> [AIM OF THE TASK]: Give the count of lines in the data that include the string "hunter", with no added remarks.

> [PROVIDED INFORMATION]:
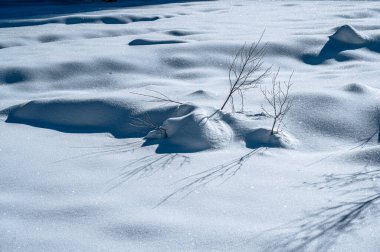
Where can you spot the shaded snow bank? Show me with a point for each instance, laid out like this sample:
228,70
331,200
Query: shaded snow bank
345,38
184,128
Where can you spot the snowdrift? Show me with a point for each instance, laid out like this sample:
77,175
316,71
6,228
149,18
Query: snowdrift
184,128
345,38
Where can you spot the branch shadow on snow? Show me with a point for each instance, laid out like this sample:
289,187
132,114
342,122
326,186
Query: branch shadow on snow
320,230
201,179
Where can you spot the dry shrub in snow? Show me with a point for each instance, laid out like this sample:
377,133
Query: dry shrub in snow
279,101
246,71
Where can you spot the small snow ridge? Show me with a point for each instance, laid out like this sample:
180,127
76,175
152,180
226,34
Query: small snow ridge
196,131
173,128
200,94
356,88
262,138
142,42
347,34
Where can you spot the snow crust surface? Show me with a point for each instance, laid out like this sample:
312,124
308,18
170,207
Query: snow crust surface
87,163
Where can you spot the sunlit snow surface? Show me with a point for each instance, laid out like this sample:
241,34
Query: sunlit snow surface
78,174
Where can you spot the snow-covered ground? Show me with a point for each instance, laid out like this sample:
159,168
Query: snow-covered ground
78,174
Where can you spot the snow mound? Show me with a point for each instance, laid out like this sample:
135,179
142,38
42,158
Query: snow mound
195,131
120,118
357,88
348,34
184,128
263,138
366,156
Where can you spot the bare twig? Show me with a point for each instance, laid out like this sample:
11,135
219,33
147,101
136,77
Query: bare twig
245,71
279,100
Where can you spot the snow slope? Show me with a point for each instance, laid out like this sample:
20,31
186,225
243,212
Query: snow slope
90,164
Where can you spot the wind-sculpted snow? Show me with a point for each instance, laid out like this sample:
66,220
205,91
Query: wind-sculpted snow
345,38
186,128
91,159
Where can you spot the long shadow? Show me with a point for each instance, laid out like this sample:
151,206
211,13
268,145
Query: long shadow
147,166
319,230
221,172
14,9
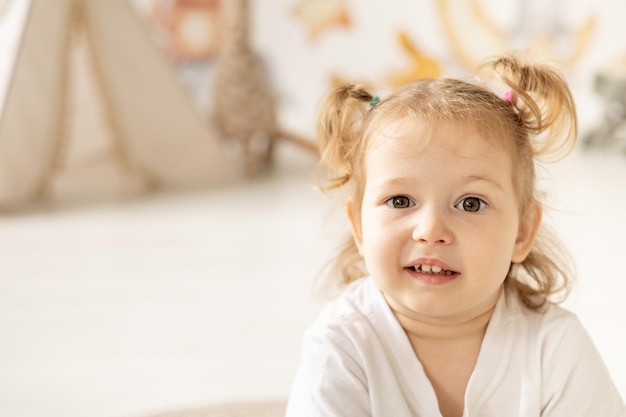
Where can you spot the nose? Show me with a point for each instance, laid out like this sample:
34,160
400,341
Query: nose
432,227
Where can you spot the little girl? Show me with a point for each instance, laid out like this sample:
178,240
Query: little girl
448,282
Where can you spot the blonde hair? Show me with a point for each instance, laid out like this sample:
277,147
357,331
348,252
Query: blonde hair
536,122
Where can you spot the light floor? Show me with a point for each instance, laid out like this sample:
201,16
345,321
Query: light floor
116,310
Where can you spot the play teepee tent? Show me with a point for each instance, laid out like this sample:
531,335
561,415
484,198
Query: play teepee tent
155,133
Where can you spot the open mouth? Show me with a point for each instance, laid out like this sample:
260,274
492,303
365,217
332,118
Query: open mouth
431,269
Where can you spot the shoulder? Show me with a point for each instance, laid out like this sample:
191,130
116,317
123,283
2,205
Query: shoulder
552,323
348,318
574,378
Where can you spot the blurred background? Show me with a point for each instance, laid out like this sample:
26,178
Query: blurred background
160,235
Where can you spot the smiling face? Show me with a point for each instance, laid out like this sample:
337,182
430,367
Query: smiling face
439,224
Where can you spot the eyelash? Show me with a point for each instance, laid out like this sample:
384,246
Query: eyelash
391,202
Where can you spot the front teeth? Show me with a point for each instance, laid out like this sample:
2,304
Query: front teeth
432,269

--

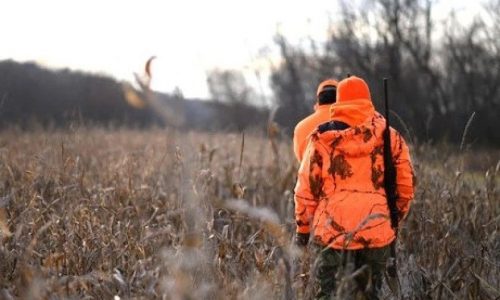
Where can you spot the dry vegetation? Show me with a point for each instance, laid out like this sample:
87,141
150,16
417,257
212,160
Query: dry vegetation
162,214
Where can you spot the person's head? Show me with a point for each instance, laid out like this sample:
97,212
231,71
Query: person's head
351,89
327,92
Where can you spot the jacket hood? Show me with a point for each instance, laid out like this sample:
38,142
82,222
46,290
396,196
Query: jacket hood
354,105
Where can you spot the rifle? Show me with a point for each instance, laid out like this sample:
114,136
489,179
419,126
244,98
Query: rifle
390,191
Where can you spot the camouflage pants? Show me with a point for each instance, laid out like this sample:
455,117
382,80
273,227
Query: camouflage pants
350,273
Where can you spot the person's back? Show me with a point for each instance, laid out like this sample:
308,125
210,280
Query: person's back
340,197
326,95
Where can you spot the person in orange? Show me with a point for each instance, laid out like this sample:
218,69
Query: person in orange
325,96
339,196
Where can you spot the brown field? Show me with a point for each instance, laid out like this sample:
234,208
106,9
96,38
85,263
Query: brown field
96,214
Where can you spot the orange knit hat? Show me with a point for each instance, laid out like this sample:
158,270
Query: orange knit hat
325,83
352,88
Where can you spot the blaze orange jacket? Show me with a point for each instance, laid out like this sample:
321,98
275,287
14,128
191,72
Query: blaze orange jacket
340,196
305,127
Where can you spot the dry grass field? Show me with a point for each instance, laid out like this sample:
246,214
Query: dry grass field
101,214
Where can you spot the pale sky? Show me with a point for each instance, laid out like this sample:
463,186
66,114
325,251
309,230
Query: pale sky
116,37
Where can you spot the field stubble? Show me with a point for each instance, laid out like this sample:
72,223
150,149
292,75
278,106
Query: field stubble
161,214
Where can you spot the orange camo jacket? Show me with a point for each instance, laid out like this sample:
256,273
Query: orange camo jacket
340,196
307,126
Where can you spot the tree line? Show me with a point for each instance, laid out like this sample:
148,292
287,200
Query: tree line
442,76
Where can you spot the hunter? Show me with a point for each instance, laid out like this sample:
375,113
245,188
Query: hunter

> [RESULT OF THIS TASK]: 2